## START Supplied information
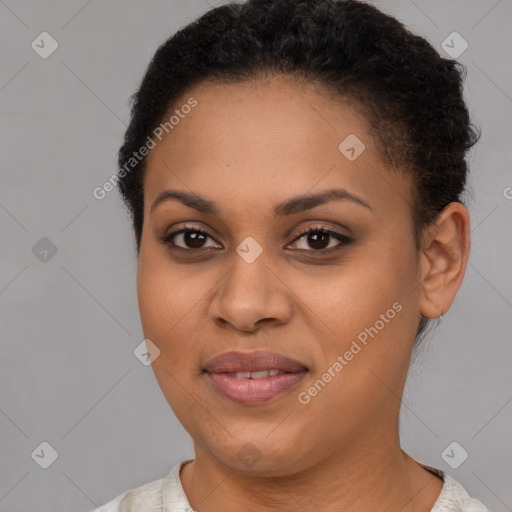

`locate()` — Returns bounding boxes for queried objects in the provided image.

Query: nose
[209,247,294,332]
## END Supplied information
## START Supplied information
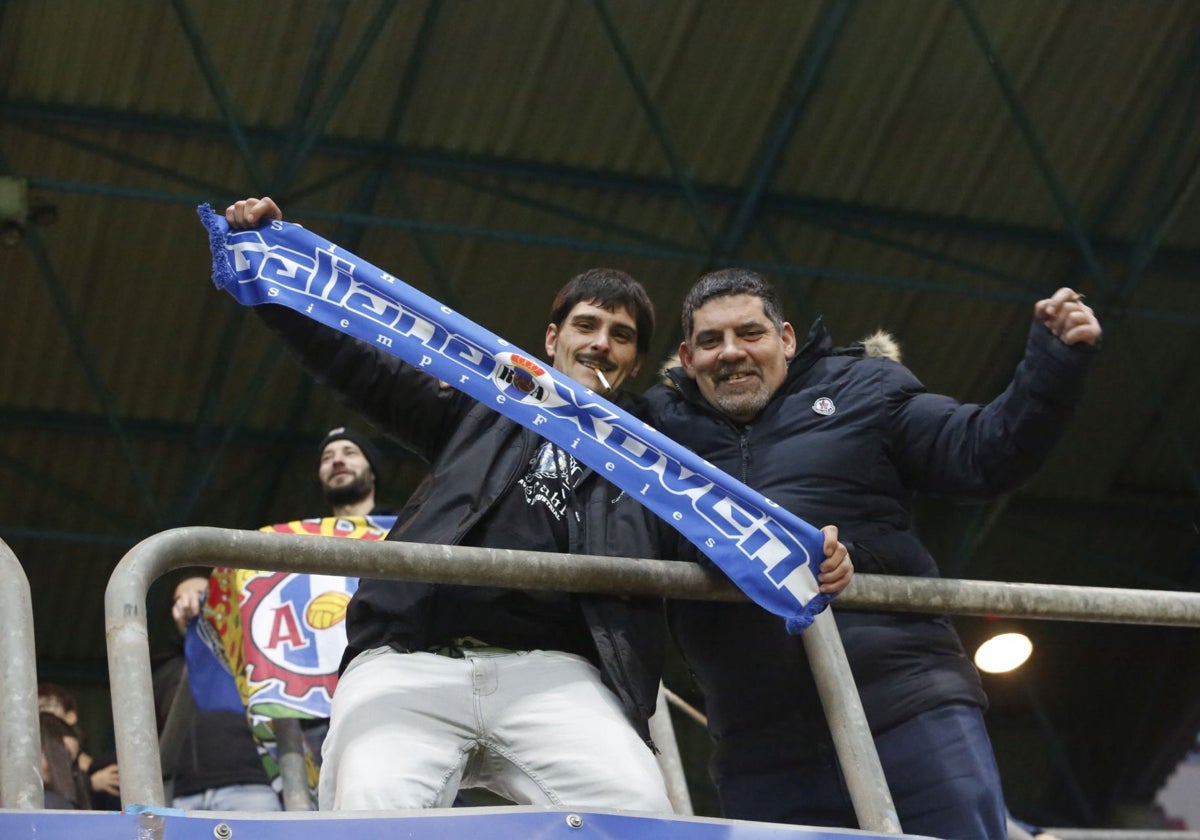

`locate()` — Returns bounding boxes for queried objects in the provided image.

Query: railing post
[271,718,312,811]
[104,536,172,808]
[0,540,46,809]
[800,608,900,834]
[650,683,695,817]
## END Supplied information
## START Supplied information
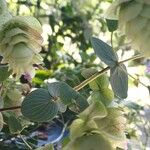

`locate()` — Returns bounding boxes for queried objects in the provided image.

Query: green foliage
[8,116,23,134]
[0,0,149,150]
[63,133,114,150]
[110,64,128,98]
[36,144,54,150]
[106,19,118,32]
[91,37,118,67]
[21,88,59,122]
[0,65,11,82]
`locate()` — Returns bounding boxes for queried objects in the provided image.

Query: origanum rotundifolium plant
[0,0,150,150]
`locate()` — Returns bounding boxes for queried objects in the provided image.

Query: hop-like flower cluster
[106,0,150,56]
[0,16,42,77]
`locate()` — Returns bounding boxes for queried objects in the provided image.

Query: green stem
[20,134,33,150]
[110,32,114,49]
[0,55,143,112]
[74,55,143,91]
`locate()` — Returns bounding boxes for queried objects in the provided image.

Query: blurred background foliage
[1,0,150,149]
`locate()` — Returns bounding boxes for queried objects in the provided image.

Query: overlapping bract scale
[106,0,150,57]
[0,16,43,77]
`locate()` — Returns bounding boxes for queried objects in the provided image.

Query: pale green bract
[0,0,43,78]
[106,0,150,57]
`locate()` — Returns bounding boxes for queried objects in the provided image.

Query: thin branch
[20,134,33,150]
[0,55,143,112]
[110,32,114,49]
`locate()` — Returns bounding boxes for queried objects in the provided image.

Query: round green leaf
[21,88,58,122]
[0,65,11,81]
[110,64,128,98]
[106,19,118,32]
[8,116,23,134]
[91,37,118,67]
## END Supplied information
▸ Work to complete:
Please pull out every line in the entries above that contains the word "foliage", copying each one in full.

▸ Solution below:
Query: green foliage
Query: blurred background foliage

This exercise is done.